*What is asked*
Word for word, repeat the lines of the records from the one containing "Task: locate the stone niche, dropping" through the last line, both included.

*Exercise materials*

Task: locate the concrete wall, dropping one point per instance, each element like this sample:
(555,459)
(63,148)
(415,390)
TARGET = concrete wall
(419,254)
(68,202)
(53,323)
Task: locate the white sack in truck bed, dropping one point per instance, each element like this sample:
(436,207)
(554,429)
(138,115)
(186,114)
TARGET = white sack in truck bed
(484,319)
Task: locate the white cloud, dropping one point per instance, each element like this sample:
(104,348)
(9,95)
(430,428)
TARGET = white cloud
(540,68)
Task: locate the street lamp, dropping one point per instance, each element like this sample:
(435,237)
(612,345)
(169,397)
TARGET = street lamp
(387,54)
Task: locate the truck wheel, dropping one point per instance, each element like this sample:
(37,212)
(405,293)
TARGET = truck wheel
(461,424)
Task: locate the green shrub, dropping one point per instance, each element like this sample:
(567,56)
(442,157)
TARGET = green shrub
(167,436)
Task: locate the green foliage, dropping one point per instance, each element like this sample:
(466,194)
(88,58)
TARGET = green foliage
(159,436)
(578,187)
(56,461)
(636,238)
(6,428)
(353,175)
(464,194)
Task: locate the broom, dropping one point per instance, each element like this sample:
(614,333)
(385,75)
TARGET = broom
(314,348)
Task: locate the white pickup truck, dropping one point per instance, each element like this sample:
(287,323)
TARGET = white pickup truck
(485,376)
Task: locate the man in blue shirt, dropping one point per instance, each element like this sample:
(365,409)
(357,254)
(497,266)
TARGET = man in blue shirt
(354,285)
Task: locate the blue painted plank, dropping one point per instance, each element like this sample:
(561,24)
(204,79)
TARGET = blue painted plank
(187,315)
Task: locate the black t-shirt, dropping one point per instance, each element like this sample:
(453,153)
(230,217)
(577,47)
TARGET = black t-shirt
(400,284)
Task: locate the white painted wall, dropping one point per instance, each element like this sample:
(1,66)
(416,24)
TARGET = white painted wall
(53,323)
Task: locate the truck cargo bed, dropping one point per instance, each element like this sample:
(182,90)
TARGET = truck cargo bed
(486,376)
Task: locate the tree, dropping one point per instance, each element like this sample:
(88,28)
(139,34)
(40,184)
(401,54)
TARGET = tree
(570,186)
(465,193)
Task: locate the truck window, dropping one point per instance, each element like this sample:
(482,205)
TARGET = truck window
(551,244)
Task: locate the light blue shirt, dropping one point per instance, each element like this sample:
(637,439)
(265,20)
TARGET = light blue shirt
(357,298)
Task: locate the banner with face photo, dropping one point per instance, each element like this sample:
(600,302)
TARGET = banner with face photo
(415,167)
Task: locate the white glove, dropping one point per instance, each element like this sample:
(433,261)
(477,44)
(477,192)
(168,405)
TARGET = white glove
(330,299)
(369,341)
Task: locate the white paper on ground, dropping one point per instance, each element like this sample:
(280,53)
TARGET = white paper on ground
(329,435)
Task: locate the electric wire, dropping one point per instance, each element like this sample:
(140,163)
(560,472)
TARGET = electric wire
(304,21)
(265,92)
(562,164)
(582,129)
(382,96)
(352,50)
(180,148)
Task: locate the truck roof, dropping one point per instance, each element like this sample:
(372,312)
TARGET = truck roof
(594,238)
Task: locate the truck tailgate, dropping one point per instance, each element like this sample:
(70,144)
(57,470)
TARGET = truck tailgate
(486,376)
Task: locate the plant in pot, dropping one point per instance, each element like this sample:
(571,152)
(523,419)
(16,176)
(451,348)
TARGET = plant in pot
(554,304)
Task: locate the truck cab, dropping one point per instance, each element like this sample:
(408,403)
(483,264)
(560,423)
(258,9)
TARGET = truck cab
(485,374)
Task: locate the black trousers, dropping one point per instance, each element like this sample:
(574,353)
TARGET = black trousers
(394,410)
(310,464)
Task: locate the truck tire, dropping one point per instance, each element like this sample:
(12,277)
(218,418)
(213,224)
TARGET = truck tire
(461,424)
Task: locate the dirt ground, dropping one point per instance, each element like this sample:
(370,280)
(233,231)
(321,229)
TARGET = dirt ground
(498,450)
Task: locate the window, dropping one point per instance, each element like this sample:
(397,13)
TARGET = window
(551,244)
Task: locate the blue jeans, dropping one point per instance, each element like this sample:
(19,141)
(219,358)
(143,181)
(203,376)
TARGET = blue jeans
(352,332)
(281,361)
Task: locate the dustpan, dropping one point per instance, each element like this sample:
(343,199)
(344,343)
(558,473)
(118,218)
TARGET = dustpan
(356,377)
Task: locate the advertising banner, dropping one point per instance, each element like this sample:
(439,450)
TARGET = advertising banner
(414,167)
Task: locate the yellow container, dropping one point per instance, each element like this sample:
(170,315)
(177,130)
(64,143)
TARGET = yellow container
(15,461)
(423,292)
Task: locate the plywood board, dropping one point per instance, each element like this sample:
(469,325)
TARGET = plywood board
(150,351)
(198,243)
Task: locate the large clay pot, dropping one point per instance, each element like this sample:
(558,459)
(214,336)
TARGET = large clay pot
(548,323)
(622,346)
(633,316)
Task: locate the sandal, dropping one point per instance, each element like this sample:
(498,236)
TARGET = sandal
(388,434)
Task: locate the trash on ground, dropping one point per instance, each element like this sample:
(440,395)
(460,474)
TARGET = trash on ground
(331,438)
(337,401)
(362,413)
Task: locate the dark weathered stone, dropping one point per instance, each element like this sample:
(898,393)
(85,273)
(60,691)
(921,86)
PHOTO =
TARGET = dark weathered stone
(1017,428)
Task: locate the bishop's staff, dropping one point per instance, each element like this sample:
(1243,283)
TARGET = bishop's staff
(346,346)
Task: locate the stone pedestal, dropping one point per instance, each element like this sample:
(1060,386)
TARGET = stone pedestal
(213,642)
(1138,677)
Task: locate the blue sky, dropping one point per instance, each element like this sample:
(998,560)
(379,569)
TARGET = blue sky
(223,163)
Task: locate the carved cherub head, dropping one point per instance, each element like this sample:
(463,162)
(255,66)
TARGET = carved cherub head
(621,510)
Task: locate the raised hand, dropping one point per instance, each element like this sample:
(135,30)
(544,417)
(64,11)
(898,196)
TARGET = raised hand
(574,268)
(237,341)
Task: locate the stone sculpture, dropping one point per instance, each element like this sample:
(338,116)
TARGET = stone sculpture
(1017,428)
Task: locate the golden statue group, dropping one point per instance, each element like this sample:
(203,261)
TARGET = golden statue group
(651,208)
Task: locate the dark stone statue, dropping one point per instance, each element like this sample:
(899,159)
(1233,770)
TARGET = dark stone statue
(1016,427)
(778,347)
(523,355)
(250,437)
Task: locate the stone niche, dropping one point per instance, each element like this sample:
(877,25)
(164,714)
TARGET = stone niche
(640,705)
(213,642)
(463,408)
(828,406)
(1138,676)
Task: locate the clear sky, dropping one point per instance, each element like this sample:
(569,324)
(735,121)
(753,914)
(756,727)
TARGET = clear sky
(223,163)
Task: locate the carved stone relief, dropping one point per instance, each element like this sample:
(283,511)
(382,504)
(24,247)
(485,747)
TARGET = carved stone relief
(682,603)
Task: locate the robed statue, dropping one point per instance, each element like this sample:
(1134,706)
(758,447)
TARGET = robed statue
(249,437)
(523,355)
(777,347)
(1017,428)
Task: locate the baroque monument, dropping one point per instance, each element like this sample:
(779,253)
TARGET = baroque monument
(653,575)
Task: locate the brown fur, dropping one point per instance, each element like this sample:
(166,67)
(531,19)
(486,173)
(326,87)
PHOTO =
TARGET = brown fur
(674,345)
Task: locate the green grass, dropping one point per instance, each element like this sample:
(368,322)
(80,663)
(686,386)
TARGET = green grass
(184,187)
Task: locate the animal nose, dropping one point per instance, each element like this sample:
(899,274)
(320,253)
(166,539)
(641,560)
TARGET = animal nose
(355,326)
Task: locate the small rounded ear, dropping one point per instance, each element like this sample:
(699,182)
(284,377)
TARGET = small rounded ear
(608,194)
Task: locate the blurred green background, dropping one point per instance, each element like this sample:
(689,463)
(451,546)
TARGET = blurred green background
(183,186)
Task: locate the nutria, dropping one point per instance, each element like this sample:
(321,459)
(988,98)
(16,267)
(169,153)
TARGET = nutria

*The answer*
Task: locate the stone niche, dropping one point per instance, each element like this sample:
(877,25)
(164,714)
TARGET = stone niche
(640,705)
(213,642)
(463,408)
(828,406)
(1138,676)
Task: locate the clear sky, dropping one point per instance, each element like this sample:
(569,324)
(735,121)
(753,914)
(756,727)
TARGET = clear sky
(223,163)
Task: locate the carved stone relief, dropping one point per instance, each element like this sample:
(283,511)
(382,504)
(24,247)
(485,747)
TARGET = carved stone relief
(682,603)
Task: locate the robed statue, dropping one point per instance, each element like this sample:
(1134,706)
(758,447)
TARGET = robed statue
(249,437)
(523,355)
(777,347)
(1017,428)
Task: locate the baroque monument, dropping one point per instance, each element like this sample:
(779,253)
TARGET = baroque monument
(653,575)
Task: locate the brown fur, dropping one point per instance, each element like this sample:
(166,67)
(531,19)
(486,173)
(326,87)
PHOTO =
TARGET = brown fur
(674,345)
Task: locate the green grass, dropping one point per instance, each element like this sample:
(368,322)
(80,663)
(686,386)
TARGET = green grass
(184,187)
Task: locate the animal nose, dropping one point per instance, each element like this sample:
(899,274)
(320,253)
(166,539)
(641,560)
TARGET = animal nose
(355,326)
Task: locate the small rounded ear, dropping one point per instance, each element like this sample:
(699,182)
(284,377)
TARGET = small rounded ear
(608,194)
Task: locate the blurred green background, dropping one point per instance, each element like this sample:
(689,463)
(451,546)
TARGET = blurred green background
(183,186)
Task: locate the nutria, dropping one point per instance, each element like this sample:
(321,459)
(988,98)
(16,267)
(169,153)
TARGET = nutria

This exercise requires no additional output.